→ JOUW OPDRACHT
Filter de rijen hieronder en neem elke regel over waarin het woord "Provide" voorkomt. Let daarbij op hoofdletters en kleine letters.
************
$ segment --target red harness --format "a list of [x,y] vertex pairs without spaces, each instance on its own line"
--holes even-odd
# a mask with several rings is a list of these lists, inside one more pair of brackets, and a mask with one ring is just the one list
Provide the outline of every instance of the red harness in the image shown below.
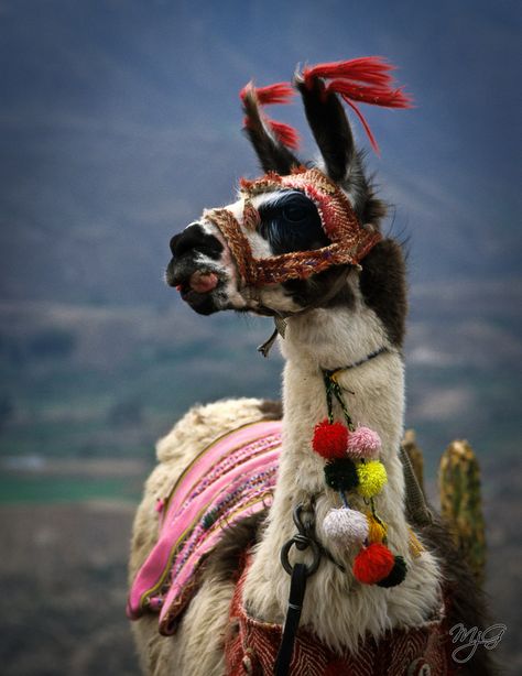
[[[260,622],[247,614],[242,587],[250,561],[236,585],[226,639],[228,676],[273,674],[281,644],[281,624]],[[338,654],[302,628],[297,632],[290,665],[292,676],[450,676],[457,674],[450,657],[446,613],[416,629],[395,629],[379,642],[368,637],[357,654]]]

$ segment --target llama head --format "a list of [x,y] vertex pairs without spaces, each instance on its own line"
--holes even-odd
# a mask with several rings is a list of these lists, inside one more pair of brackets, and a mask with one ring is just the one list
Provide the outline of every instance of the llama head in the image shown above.
[[[255,89],[250,84],[242,90],[246,132],[265,175],[242,181],[237,201],[204,211],[171,240],[167,283],[196,312],[236,309],[287,316],[347,303],[354,287],[347,283],[349,277],[356,286],[363,286],[371,260],[379,270],[370,276],[382,281],[382,254],[390,248],[389,240],[380,242],[384,206],[365,175],[338,95],[359,117],[354,96],[405,107],[407,99],[401,90],[392,92],[398,99],[393,102],[389,70],[384,62],[369,58],[316,66],[295,75],[294,88],[320,151],[319,162],[306,167],[293,151],[294,130],[271,121],[262,110],[263,103],[287,102],[294,94],[291,87],[279,84]],[[347,73],[352,73],[355,84]],[[396,259],[398,252],[393,253]]]

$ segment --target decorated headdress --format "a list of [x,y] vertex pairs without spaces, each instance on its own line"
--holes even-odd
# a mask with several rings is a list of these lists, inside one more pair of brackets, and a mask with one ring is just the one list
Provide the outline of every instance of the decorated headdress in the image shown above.
[[[357,103],[365,102],[389,108],[407,108],[410,98],[401,88],[392,87],[390,72],[393,67],[380,57],[365,57],[352,61],[319,64],[307,67],[295,77],[294,85],[303,95],[308,121],[313,115],[314,100],[326,106],[327,112],[336,116],[341,131],[347,126],[336,94],[355,110],[370,139],[378,145]],[[305,280],[331,265],[358,264],[381,239],[371,223],[361,223],[354,206],[338,181],[344,176],[330,175],[318,168],[306,168],[294,156],[298,146],[298,134],[289,124],[271,120],[262,110],[269,103],[289,103],[295,94],[287,83],[255,88],[249,83],[240,92],[246,117],[244,129],[252,141],[268,173],[255,181],[242,179],[240,187],[244,198],[242,227],[228,209],[213,209],[205,217],[217,226],[227,240],[231,255],[242,282],[248,286],[276,284],[287,280]],[[318,138],[317,130],[311,123]],[[335,153],[336,133],[331,130],[327,145]],[[324,142],[324,134],[322,141]],[[340,139],[340,137],[339,137]],[[337,143],[337,145],[340,145]],[[331,175],[334,174],[334,175]],[[269,258],[254,258],[244,231],[255,230],[260,216],[252,198],[274,190],[295,189],[303,192],[317,207],[325,235],[330,244],[312,251],[295,251]]]

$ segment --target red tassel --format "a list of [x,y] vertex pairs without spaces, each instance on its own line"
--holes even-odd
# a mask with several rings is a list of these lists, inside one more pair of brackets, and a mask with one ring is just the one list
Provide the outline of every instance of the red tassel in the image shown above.
[[376,585],[390,575],[394,565],[395,558],[390,549],[376,542],[356,556],[354,576],[363,585]]
[[342,423],[330,424],[324,419],[315,426],[312,446],[316,454],[327,460],[346,458],[348,428]]
[[[244,98],[249,91],[255,95],[260,106],[268,106],[271,103],[286,105],[290,103],[292,97],[295,96],[295,91],[287,83],[275,83],[274,85],[269,85],[268,87],[254,87],[252,83],[249,83],[239,92],[239,98],[244,101]],[[263,113],[263,121],[283,145],[294,150],[300,146],[300,135],[293,127],[285,124],[284,122],[271,120],[265,113]],[[244,119],[244,126],[250,126],[248,116]]]
[[331,80],[326,85],[325,94],[334,91],[342,97],[361,121],[371,145],[379,153],[376,138],[356,106],[356,101],[385,108],[411,108],[411,96],[402,87],[393,86],[392,70],[394,70],[394,66],[382,57],[365,56],[351,61],[317,64],[311,68],[305,68],[303,77],[307,87],[312,87],[316,77]]

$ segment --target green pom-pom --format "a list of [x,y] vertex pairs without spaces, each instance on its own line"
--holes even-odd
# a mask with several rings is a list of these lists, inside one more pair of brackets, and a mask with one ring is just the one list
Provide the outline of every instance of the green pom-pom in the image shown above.
[[350,491],[359,483],[357,469],[350,458],[337,458],[325,465],[325,481],[336,491]]
[[406,577],[406,561],[402,558],[402,556],[395,556],[394,558],[395,563],[393,565],[393,568],[391,569],[390,575],[388,575],[380,582],[377,582],[378,587],[396,587]]

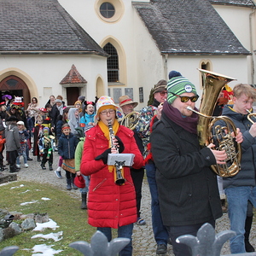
************
→ UITWERKING
Provide the outline of every instance of the red harness in the image shown below.
Provide the outline of every instance of the llama head in the image shown above.
Provide the outline of every instance of the decorated headdress in the image shown above.
Provide the outline of every instance of the red tassel in the image shown above.
Provide the outline of every instance of the green pom-pom in the image shown above.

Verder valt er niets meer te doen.